▶ **Provided data**
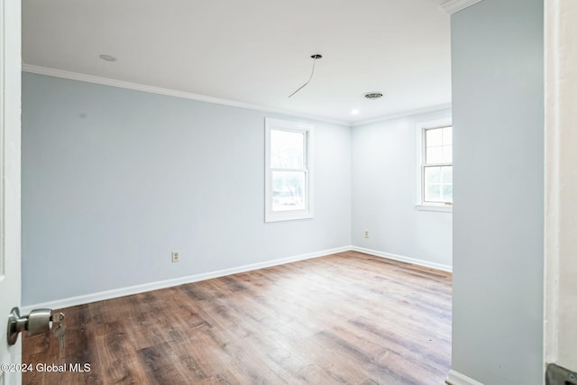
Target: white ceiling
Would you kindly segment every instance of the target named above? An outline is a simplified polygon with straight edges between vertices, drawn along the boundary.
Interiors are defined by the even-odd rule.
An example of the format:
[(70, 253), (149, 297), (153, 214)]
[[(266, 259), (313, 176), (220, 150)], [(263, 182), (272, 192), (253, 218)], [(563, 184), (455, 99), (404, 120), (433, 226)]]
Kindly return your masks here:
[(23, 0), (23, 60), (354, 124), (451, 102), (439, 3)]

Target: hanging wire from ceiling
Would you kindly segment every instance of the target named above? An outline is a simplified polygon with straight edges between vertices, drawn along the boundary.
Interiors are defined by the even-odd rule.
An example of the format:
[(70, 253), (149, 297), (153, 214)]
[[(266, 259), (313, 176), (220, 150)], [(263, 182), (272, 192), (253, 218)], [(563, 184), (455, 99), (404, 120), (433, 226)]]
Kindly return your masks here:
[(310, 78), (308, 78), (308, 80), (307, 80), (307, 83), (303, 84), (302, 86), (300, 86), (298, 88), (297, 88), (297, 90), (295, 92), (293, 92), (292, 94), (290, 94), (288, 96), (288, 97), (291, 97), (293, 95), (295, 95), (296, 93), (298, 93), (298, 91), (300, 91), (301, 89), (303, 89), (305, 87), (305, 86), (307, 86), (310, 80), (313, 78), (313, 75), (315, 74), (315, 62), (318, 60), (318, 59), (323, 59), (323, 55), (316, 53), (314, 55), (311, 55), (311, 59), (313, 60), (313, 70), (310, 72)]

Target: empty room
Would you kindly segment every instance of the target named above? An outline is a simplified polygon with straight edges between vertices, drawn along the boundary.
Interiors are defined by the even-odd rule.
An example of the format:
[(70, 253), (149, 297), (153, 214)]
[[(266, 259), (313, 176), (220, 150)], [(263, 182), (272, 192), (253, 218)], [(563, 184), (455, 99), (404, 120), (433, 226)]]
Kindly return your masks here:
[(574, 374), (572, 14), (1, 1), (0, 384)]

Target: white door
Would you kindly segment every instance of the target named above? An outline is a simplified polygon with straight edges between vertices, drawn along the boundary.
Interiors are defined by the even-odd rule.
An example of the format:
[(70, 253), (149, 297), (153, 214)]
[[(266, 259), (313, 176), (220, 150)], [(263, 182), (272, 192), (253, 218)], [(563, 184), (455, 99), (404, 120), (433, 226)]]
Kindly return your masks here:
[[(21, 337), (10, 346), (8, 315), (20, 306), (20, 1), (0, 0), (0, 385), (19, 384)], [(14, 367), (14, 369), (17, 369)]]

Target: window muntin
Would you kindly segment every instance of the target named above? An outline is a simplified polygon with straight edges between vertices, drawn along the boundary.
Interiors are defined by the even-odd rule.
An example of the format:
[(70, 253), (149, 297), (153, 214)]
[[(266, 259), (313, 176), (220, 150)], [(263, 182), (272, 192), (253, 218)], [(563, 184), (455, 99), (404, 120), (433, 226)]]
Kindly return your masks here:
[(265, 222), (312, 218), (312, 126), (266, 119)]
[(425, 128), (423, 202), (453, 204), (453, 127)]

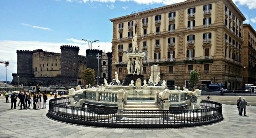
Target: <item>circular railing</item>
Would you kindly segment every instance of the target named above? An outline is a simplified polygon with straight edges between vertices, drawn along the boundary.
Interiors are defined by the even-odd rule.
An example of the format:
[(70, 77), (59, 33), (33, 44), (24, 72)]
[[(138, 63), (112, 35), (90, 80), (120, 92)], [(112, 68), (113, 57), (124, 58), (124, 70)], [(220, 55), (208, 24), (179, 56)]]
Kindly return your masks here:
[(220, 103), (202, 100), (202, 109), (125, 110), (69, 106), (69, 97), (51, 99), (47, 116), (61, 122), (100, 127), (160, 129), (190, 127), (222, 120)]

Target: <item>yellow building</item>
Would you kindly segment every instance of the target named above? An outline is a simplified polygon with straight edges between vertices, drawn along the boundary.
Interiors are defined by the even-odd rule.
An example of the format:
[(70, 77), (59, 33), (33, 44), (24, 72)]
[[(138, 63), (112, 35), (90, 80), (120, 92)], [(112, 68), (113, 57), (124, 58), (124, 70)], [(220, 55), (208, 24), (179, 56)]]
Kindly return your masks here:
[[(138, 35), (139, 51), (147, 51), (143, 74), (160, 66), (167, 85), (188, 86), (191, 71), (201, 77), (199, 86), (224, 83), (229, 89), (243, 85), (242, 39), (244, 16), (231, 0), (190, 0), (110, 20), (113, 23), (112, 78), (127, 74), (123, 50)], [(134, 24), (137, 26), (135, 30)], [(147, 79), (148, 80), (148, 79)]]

▶ **What needs to be done**
Go through the data above and transcribe it in full, omitting any image.

▶ **Correct result**
Target: white ceiling
Would you kindly segment every instance of the target named above? An outline is a simplified polygon with straight edges between vertices, drawn along the boundary.
Interiors are defined by the even-odd rule.
An example of the format:
[(70, 253), (149, 297), (153, 214)]
[[(266, 259), (313, 176), (220, 150)], [(263, 182), (272, 192), (253, 218)], [(563, 184), (455, 99), (404, 120), (433, 226)]]
Kindly return your masks here:
[(23, 0), (23, 60), (354, 124), (451, 102), (439, 3)]

Target: hanging wire from ceiling
Would you kindly segment every instance of the target named above? An outline is a simplified polygon with straight edges between vertices, drawn along the boundary.
Interiors are defined by the even-odd rule.
An example of the format:
[(70, 253), (149, 297), (153, 214)]
[[(266, 259), (313, 176), (220, 150)], [(263, 182), (272, 192), (253, 218)], [(563, 184), (455, 99), (404, 120), (433, 226)]]
Kindly return your masks here:
[(310, 78), (308, 78), (308, 80), (307, 80), (307, 83), (303, 84), (302, 86), (300, 86), (298, 88), (297, 88), (297, 90), (295, 92), (293, 92), (292, 94), (290, 94), (288, 96), (288, 97), (291, 97), (293, 95), (295, 95), (296, 93), (298, 93), (298, 91), (300, 91), (301, 89), (303, 89), (305, 87), (305, 86), (307, 86), (310, 80), (313, 78), (313, 75), (315, 74), (315, 62), (318, 60), (318, 59), (323, 59), (323, 55), (316, 53), (314, 55), (311, 55), (311, 59), (313, 60), (313, 70), (310, 72)]

Target: empty room
Would you kindly segment every instance of the target named above? An outline is a simplified polygon with straight edges between vertices, drawn along the boundary.
Interiors are defined by the even-odd rule.
An example of the format:
[(70, 253), (149, 297), (153, 214)]
[[(266, 259), (313, 176), (220, 150)], [(263, 182), (272, 192), (253, 218)], [(563, 184), (455, 99), (404, 120), (433, 226)]]
Kindly return your masks here:
[(574, 374), (572, 14), (1, 1), (0, 384)]

Target: white door
Would you kindly segment every instance of the target named above? An outline is a simplified polygon with straight edges between vertices, drawn along the boundary.
Interiors are defined by the even-odd rule.
An example of the format:
[(70, 253), (149, 297), (153, 214)]
[[(266, 259), (313, 176), (220, 150)], [(263, 182), (272, 192), (253, 218)], [(563, 184), (455, 99), (404, 120), (433, 226)]]
Kindly return your masks here:
[[(21, 337), (10, 346), (8, 315), (20, 306), (20, 1), (0, 0), (0, 385), (19, 384)], [(14, 367), (14, 369), (17, 369)]]

Target: window muntin
Would you kindly segment every instance of the target named above? An outline is a simplified polygon with straight edges between vertices, drawn along the boundary.
Interiors are defined by the even-odd rule.
An example of the format:
[(70, 253), (149, 297), (153, 214)]
[[(266, 259), (313, 176), (220, 150)], [(263, 182), (272, 192), (253, 218)], [(563, 184), (455, 99), (404, 120), (433, 226)]]
Kindly return your masks here:
[(265, 222), (312, 218), (312, 126), (266, 119)]
[(425, 128), (423, 202), (453, 204), (453, 127)]

Target: <item>circular railing</item>
Would you kindly segment every instance of the target named above? An outline is a simplified polygon with straight edges between vertices, drawn along the boundary.
Interiors are defined by the even-odd rule.
An example of the format:
[(70, 77), (59, 33), (33, 44), (24, 72)]
[[(138, 63), (112, 35), (90, 80), (120, 92)], [(112, 68), (113, 57), (124, 58), (124, 70)], [(220, 55), (208, 24), (179, 56)]]
Kindly return your masks here:
[(220, 103), (202, 100), (202, 109), (125, 110), (69, 106), (69, 97), (51, 99), (47, 116), (61, 122), (100, 127), (160, 129), (190, 127), (222, 120)]

Target: <item>yellow building</item>
Would you kindly segment every instance of the target named above? An outline is a simplified polygon with straight edges between vertices, drawn along the boundary.
Interiors are defined by the even-odd rule.
An example of the format:
[(70, 77), (59, 33), (33, 44), (24, 72)]
[[(138, 63), (112, 35), (90, 80), (120, 92)], [(112, 68), (113, 57), (124, 58), (124, 70)], [(220, 55), (208, 24), (179, 56)]]
Kindly return your masks here:
[[(138, 35), (139, 51), (147, 51), (143, 74), (160, 66), (167, 85), (188, 86), (191, 71), (201, 77), (199, 86), (224, 83), (229, 89), (243, 85), (242, 39), (244, 16), (231, 0), (190, 0), (110, 20), (113, 23), (112, 78), (127, 74), (123, 50)], [(134, 24), (137, 26), (135, 30)], [(147, 79), (148, 80), (148, 79)]]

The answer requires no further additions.